From the entries below, please output exactly the lines starting at the one containing "the orchid inflorescence." and ending at the one containing "the green leaf.", both included.

________________

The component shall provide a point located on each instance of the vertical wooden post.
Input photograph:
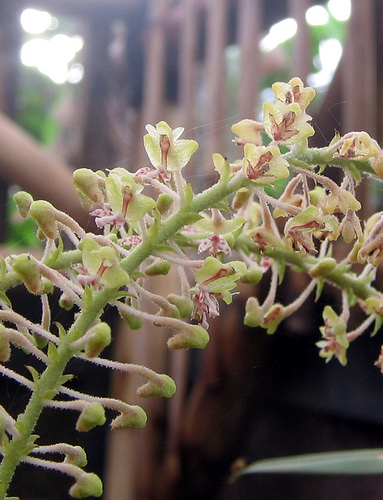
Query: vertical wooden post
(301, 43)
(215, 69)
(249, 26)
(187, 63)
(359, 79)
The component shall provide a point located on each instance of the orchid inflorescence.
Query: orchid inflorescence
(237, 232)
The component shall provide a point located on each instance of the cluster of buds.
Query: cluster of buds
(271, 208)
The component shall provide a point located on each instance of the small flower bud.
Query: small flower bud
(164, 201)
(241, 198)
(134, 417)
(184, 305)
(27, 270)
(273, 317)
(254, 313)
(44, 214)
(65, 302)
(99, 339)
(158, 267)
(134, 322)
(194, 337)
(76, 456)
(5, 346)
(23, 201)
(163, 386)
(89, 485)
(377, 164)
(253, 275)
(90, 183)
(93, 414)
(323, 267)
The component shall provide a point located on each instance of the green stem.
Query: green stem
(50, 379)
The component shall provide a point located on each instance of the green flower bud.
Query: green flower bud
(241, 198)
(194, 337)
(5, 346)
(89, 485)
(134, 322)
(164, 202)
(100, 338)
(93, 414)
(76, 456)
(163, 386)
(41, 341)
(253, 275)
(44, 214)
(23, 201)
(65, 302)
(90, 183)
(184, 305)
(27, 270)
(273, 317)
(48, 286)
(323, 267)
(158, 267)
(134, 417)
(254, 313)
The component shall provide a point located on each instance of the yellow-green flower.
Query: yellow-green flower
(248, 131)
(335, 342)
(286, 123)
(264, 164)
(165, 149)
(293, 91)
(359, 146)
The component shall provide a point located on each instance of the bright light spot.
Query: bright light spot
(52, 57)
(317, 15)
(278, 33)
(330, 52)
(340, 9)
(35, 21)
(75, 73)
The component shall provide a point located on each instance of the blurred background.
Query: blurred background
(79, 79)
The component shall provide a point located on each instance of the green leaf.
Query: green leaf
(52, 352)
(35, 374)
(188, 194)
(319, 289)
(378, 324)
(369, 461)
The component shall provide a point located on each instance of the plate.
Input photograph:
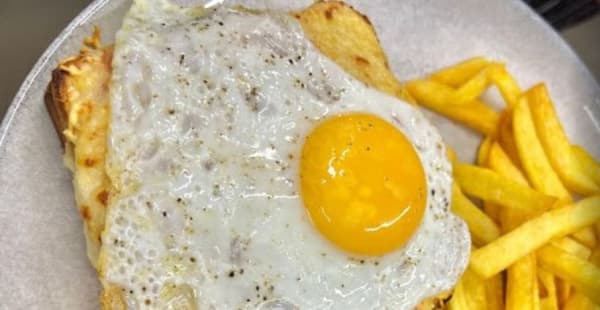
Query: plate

________________

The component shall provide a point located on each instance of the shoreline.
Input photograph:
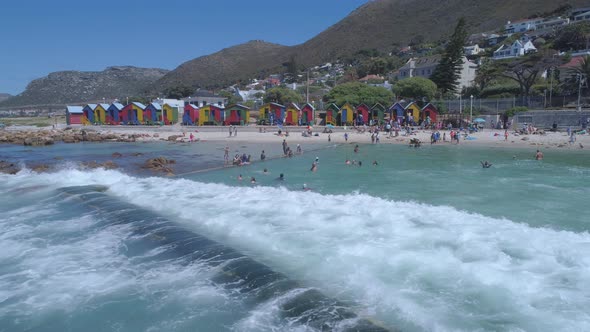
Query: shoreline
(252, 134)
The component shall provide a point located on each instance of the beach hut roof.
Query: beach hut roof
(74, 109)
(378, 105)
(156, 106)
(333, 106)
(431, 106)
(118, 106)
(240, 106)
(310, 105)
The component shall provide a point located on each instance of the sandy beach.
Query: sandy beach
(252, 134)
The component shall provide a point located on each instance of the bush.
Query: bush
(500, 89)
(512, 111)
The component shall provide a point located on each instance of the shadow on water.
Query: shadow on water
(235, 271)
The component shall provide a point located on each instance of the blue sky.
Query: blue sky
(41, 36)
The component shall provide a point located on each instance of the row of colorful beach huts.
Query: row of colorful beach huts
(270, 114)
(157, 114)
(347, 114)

________________

= OUTPUT =
The component shall provide a point located on each instance of the orchid inflorescence.
Query: orchid inflorescence
(237, 232)
The component shall provide a point located on each instance of the cluster of buds.
Query: cluster of buds
(271, 208)
The component shall provide a point located on each instance of the small flower bud.
Query: small flower bud
(164, 201)
(241, 198)
(134, 417)
(184, 305)
(27, 270)
(273, 317)
(254, 313)
(44, 214)
(65, 302)
(99, 339)
(158, 267)
(134, 322)
(194, 337)
(76, 456)
(5, 346)
(23, 201)
(163, 386)
(89, 485)
(377, 164)
(253, 275)
(90, 183)
(93, 414)
(323, 267)
The component shall provide a point located on each instance of the green stem.
Query: green stem
(50, 379)
The component shall provide a point located on each instance of the green flower bud.
Query: green flower bud
(241, 198)
(194, 337)
(5, 346)
(89, 485)
(134, 322)
(164, 202)
(100, 338)
(93, 414)
(76, 456)
(163, 386)
(41, 341)
(253, 275)
(44, 214)
(23, 201)
(65, 302)
(90, 183)
(184, 305)
(27, 270)
(273, 317)
(48, 286)
(323, 267)
(158, 267)
(134, 417)
(254, 313)
The component shall provide a point located on each instance of the yellow-green flower.
Query: yellow-green flower
(248, 131)
(335, 342)
(286, 123)
(264, 164)
(165, 149)
(293, 91)
(359, 146)
The component shall provide a point located on each instance of the bright light spot.
Query: bright light spot
(52, 57)
(317, 15)
(278, 33)
(330, 52)
(340, 9)
(35, 21)
(75, 73)
The component shall provide a point located on each instance of the blurred background.
Query: blurred background
(79, 79)
The component shall provide a point located on each instance of the green leaf.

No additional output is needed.